_Texte cité_:
Bangalore de Simon Lamouret

Bangalore de Simon Lamouret chez Sarbacane, 112 p (rééd 2021)

Après des études dans les plus grandes écoles d’art françaises (Estienne à Paris, les Beaux-Arts à Angoulême et les Arts Décoratifs à Strasbourg), Simon Lamouret est parti enseigner le dessin dans une école privée française de Bangalore, au sud de l’Inde. Il y est resté 5 ans, entre 2013 et 2018, et en a rapporté deux albums : Bangalore et L’AlcazarBangalore a été édité une première fois aux éditions Warum en 2017 puis chez Sarbacane en 2021. Les crayonnés en doubles-pages alternent avec les planches de 8 voire 16 cases. Ce parti pris graphique permet de visualiser le gigantisme de la cité comparé à la multitude de ses habitants. Les dessins fourmillant de détails, il faut prendre son temps pour les regarder. Il s’agit essentiellement de scènes de la vie quotidienne. Dans cette ville sans charme de Bangalore (selon l’auteur) se croisent une population moins bigarrée qu’ailleurs, essentiellement composée d’ingénieurs et d’étudiants. Les castes, officiellement abolies en 1950 par Nehru, ne s’observent plus qu’à travers la circulation urbaine : les hijras (personnes « agenres ») se fondent dans la masse des piétons, les Shudras (paysans) se faufilent parmi les véhicules avec leurs charettes à bras et attelages divers, les Vaishyas (marchands) se déplacent plutôt en mobylette, etc. A cela s’ajoute, les différents types de cyclistes, les fameux rickshaw (véhicule tricycle), les bus et les voitures descastes privilégiées ! C’est tout un univers culturel et social que Simon Lamouret nous donne à regarder à travers sa bande dessinée. Pour son second album, intitulé L’Alcazar (Sarbacane, 208 p., 2020), Simon Lamouret s’est fait passer pour un étudiant en architecture sur le chantier de construction d’un immeuble résidentiel. Ce stratagème lui a permis de croquer les représentants des différents corps de métiers qui y travaillaient (ouvriers, contremaîtres, ingénieurs, promoteurs…) sans éveiller les soupçons. L’œuvre est un récit choral qui débute avec les fondations de l’immeuble et se termine avec l’inauguration du bâtiment. Voir la recension ici

Robinson à Pékin – journal d’un reporter en chine de Eric Meyer & Aude Massot

Robinson à Pékin – journal d’un reporter en chine de Eric Meyer & Aude Massot chez Urban Comics, 192 p. (2021)

_Votre travail_:
1 – D'après la chronique de bandes dessinées, combien de temps Simon Lamouret est-il resté à Bangalore ?
2 – Donnez la suite de la chronique de bandes dessinées après sa dernière phrase.
Les lignes qui suivent n'interviennent pas dans ce travail.

_Données fournies_:
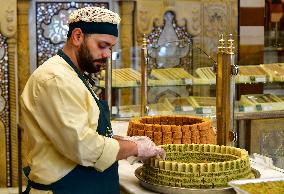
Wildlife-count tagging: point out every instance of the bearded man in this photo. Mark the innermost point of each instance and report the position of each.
(71, 147)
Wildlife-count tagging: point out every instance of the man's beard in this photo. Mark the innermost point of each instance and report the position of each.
(87, 62)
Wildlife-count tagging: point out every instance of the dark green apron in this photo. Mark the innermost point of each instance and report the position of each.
(85, 180)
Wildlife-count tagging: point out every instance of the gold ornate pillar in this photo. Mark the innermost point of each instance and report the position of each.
(9, 116)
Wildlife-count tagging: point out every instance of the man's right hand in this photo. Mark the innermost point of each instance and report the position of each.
(146, 147)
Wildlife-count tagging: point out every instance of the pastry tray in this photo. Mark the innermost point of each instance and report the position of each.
(263, 102)
(171, 76)
(275, 72)
(181, 190)
(237, 183)
(251, 74)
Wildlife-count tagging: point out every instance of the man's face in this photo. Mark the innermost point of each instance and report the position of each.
(94, 51)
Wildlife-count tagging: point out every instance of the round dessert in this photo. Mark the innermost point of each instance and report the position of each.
(173, 129)
(201, 166)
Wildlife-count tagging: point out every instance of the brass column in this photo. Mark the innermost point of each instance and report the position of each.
(144, 78)
(225, 89)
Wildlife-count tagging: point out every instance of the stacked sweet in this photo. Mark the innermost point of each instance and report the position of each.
(173, 129)
(198, 166)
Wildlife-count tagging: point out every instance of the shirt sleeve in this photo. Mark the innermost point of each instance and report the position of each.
(62, 108)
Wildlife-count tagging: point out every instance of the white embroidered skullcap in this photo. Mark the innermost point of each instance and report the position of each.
(94, 14)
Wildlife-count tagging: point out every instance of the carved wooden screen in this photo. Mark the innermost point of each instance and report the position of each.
(170, 35)
(5, 138)
(49, 26)
(169, 46)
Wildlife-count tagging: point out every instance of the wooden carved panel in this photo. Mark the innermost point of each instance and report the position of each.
(8, 94)
(5, 141)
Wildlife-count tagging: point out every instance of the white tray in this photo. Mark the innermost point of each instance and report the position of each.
(181, 190)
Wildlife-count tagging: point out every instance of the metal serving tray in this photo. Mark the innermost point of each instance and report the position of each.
(181, 190)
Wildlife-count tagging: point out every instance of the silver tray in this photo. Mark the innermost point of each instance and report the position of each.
(181, 190)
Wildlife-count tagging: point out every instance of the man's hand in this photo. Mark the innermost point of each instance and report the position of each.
(146, 147)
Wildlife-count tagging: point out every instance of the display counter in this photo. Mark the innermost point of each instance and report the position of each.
(130, 184)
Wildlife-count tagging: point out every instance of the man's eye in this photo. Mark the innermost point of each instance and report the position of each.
(103, 46)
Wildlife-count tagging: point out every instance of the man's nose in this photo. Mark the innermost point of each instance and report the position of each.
(106, 54)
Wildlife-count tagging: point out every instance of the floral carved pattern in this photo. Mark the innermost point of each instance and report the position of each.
(4, 97)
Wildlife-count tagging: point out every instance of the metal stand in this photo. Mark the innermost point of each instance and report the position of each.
(225, 89)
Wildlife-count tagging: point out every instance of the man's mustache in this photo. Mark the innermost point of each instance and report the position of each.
(102, 60)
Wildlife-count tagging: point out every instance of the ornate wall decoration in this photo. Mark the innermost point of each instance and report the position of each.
(169, 45)
(5, 133)
(52, 28)
(8, 93)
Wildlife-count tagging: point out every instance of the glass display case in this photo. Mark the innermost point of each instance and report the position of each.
(181, 79)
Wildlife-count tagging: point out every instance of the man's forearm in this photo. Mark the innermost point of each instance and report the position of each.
(127, 148)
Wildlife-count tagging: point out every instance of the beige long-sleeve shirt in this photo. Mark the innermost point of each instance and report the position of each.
(60, 118)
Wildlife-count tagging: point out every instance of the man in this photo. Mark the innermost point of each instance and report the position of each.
(70, 145)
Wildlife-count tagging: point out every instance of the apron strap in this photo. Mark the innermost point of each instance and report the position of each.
(32, 184)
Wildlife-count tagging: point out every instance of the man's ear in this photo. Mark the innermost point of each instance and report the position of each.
(77, 36)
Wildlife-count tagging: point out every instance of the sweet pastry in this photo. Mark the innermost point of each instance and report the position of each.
(197, 166)
(173, 129)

_Les réponses_:
1 – Il y est resté cinq ans, de 2013 à 2018.

2 –
Robinson à Pékin est l’adaptation d’un livre éponyme paru chez Robert Laffont en 2005. Il s’agissait d’un recueil de chroniques d’Éric Meyer, consacrées à ses deux premières années d’expatriation en Chine. Arrivé dans le Pays du Milieu en 1987, Eric Meyer est le premier journaliste français autorisé à s’installer de manière permanente en Chine. Il va y rester une trentaine d’années. Éric Meyer décrit un pays en pleine mutation économique et sociale, à la veille d’un drame historique, le massacre de la place Tian'an-men, le 4 juin 1989. Cet évènement met fin aux vagues de manifestations étudiantes. Pour l’heure, le reporter observe un monde rural quasiment disparu aujourd’hui, décrit son quotidien d’expatrié sous la dictature chinoise et ses déboires avec la bureaucratie. La BD, publiée en 2021 chez Urban Comics, ne compte pas moins de 192 pages. Les dessins ont été réalisés par Aude Massot. L’illustratrice est déjà l’auteur de plusieurs ouvrages, dont une BD sur le thème de l’expatriation (Québec land chez Sarbacane, 2014), scénarisée par Édouard Bourré-Guilbert et Pauline Bardin. Aude Massot a également publié une bande dessinée de reportage sur le SAMU social (Chronique du 115 chez Steinkis, 2017) et un documentaire sur l’ONU en collaboration avec Karim Lebhour, correspondant de RFI (Une saison à l'ONU, Steinkis, 2018). 

Shanghai Chagrin de Léopold Prudon

Shanghai Chagrin de Léopold Prudon chez L’association, 144 p. (2021)

Shanghai Chagrin est une BD très intimiste qui aborde le thème du deuil. Le narrateur se rend en effet en République Populaire de Chine après la mort de son père. Dans cette période difficile, il ressent le besoin de s’éloigner de ses repères et des lieux qu’il connait. Ses déambulations dans la ville de Shanghai, cette mégapole gigantesque et ultramoderne, sont autant de prétextes au souvenir et à l’introspection. Ainsi, aux images de la cité se superposent des brides de dialogues, des pensées ou des poèmes. Les dessins aux lignes épurées sont en noir et blanc. On peut lire un extrait de cette BD sur le site Internet de l’illustrateur. Léopold Prudon est également l’auteur d’un one-shot intitulé De l’autre coté (Les Enfants Rouges, 84 p., 2015).

Au corps de l’Inde de Simon

Au corps de l’Inde de Simon chez Akinomé, 288 p. (2019)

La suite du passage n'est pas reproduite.